TASK OBJECTIVE: Reproduce the part of the records that opens with the line containing "For every instance of the side step" and runs through the end of the records, with the requests unchanged. Multiply every x and y coordinate in the answers by 0.45 and round each result to the nearest whole number, rounding halves up.

Excerpts from point annotation data:
====

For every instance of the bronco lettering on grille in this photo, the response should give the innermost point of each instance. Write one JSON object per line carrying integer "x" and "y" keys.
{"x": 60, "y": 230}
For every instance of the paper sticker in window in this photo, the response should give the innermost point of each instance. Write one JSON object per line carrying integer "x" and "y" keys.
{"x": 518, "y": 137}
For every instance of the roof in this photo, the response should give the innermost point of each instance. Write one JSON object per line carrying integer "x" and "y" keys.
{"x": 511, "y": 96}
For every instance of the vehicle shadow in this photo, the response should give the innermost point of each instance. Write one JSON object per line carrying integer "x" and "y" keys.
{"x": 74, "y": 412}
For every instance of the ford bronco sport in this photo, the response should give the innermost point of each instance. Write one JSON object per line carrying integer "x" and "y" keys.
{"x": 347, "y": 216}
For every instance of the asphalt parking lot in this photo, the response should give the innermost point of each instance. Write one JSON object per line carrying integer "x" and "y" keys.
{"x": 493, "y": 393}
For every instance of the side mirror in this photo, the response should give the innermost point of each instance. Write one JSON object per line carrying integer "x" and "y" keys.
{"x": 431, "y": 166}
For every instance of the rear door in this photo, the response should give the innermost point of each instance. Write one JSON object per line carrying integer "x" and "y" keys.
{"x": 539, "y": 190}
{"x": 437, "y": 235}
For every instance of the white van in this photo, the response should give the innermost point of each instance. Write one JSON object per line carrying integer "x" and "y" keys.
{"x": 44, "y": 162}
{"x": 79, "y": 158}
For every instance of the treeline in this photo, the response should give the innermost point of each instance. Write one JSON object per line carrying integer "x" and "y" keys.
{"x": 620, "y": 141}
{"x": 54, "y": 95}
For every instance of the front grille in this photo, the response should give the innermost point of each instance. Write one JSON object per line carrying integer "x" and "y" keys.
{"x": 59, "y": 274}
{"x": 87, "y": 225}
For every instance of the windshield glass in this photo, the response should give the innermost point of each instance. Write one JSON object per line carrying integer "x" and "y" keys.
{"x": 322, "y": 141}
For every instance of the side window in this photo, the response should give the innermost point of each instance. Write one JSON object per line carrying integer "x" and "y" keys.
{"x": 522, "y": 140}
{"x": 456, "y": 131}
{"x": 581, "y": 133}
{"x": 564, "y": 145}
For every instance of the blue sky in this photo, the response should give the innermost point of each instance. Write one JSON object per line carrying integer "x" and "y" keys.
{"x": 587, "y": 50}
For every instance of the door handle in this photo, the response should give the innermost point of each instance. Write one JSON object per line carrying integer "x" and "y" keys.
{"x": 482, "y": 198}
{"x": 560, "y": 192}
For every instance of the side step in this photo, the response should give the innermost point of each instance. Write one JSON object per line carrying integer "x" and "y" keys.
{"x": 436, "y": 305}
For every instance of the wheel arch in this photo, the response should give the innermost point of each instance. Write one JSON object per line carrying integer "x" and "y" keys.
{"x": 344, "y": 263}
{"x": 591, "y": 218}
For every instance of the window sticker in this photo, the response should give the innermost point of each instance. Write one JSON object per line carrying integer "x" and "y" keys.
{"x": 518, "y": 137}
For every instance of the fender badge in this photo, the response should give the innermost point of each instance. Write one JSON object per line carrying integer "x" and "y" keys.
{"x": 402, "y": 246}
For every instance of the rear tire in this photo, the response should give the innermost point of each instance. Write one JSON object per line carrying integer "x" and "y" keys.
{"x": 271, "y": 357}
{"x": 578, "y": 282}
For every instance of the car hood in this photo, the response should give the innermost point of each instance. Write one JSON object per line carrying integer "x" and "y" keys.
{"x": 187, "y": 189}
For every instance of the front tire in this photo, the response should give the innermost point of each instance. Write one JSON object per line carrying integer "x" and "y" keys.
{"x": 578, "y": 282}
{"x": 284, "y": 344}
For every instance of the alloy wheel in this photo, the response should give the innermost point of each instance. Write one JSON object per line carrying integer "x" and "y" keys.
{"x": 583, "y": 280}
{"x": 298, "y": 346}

====

THE RESPONSE:
For every instance of the side step in this photo, the response should give the innermost point of each instance. Write one JSON object per line carrying integer "x" and "y" keys.
{"x": 196, "y": 137}
For every instance of the wheel arch in this photo, the response should give the innermost point of each instance. Write one JSON object per line carrying integer "x" and "y" keys.
{"x": 155, "y": 118}
{"x": 266, "y": 98}
For every instance of the window sticker in this photo, the response should give the innermost point of each instance. Write one JSON object per line carrying integer "x" and "y" keys.
{"x": 233, "y": 62}
For every instance of the fender badge in this photo, the response should give the innermost point of each instance. Write one JSON object per line carrying integer "x" and "y" keys.
{"x": 181, "y": 111}
For every instance of the rear tire in this photo, the response should give the innermost point of each instance. Write one JSON object per line carrying integer "x" and "y" keys.
{"x": 122, "y": 161}
{"x": 260, "y": 127}
For every instance of the car hood in this photo, the response should give the innermost point of each instance. Write one JSON object per line carrying integer "x" and "y" keys.
{"x": 84, "y": 85}
For every instance of the front tire in this photo, the response should give the innermost point of each instance. Write one JSON object per line carrying integer "x" and "y" keys.
{"x": 260, "y": 127}
{"x": 128, "y": 155}
For every instance of the alloy wheel in this photo, the response should give the innermost point of each instance. Write one JSON object per line carrying integer "x" and "y" keys.
{"x": 262, "y": 126}
{"x": 134, "y": 156}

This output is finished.